# [WHAT TO WORK ON]
The material must be copied out exactly, line for line.

# [SUPPLIED DATA]
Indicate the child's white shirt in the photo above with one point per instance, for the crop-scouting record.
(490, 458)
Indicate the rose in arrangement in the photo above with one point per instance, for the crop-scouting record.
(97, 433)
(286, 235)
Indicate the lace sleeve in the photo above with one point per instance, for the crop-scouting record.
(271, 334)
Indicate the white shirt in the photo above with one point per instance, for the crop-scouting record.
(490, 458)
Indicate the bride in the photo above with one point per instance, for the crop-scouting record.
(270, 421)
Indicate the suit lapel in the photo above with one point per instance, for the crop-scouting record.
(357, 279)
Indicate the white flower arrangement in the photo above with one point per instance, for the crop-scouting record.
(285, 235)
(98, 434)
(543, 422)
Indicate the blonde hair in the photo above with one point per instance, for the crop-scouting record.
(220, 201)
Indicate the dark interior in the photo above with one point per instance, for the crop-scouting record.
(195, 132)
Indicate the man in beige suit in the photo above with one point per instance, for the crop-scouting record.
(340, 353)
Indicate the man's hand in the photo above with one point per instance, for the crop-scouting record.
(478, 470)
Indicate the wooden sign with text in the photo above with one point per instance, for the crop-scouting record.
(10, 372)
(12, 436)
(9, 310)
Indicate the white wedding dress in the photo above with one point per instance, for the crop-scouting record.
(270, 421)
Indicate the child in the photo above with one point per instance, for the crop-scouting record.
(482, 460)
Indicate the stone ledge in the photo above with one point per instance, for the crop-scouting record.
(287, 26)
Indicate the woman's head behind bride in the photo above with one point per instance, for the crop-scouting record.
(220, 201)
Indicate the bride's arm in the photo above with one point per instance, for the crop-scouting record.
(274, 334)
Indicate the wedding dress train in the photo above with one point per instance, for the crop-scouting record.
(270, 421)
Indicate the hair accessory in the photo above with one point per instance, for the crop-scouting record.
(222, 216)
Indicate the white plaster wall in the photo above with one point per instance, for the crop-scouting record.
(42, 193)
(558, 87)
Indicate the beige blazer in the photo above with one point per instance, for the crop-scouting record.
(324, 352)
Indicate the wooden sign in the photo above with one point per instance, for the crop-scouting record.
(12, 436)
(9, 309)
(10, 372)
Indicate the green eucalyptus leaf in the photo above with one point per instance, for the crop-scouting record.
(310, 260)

# [SOLUTION TO THIS PROBLEM]
Indicate the child's white shirt in the photo above with one point per instance, for the crop-scouting record.
(490, 458)
Indicate the rose in arrangement in the photo above with one point per instance, for the crop-scouting record.
(97, 433)
(286, 235)
Indicate the lace sleeve in the photo above with one point per instance, for the crop-scouting record.
(271, 334)
Indicate the white shirt in the photo above with one point per instance, for the crop-scouting record.
(490, 458)
Indicate the bride in the photo above with one point per instance, for the crop-scouting record.
(270, 421)
Indicate the suit lapel in the photo above with one point per instance, for the crop-scouting record.
(357, 279)
Indicate the white flower arrangement in the photo above with one point per instance, for the crop-scouting record.
(285, 235)
(98, 434)
(543, 422)
Indicate the blonde hair in the photo above with one point per instance, for the crop-scouting record.
(220, 201)
Indicate the dark interior in the photo above with one point per instance, for the crop-scouting record.
(195, 132)
Indicate the man in beige suit in the photo above with one point per instance, for the crop-scouting record.
(340, 353)
Indicate the man's hand in the photo above with one point per instance, for the crop-scouting record.
(478, 470)
Indicate the wooden sign with text in the photo above with one point per instance, for the crop-scouting record.
(10, 372)
(12, 436)
(9, 310)
Indicate the white wedding dress in the photo above with one point per instance, for the crop-scouting record.
(270, 421)
Indicate the child in the photo above with one point per instance, for the crop-scouting record.
(482, 460)
Indicate the stone ledge in the photo above with one point per instance, for the crop-scouting record.
(287, 26)
Indicate the woman's head behind bride in the photo above with one point per instance, for the crop-scouting record.
(220, 201)
Indicate the bride's arm in the photo above with one point per instance, for the crop-scouting record.
(274, 334)
Indicate the wedding dress train in the photo above with one point per instance, for the crop-scouting record.
(270, 421)
Indicate the hair accessory in the photo above with one point per instance, for the crop-scouting record.
(222, 216)
Indicate the white plaster wall in the photo above with one point per instance, for the crop-scouting record.
(42, 193)
(558, 87)
Indicate the beige blazer in the photo above with one point per instance, for the crop-scouting record.
(324, 352)
Indicate the wooden sign in the photo above with one point per instance, for the crop-scouting record.
(12, 436)
(9, 309)
(10, 372)
Indicate the green eucalyptus leaf in the photo above with one point per instance, for the crop-scouting record.
(310, 260)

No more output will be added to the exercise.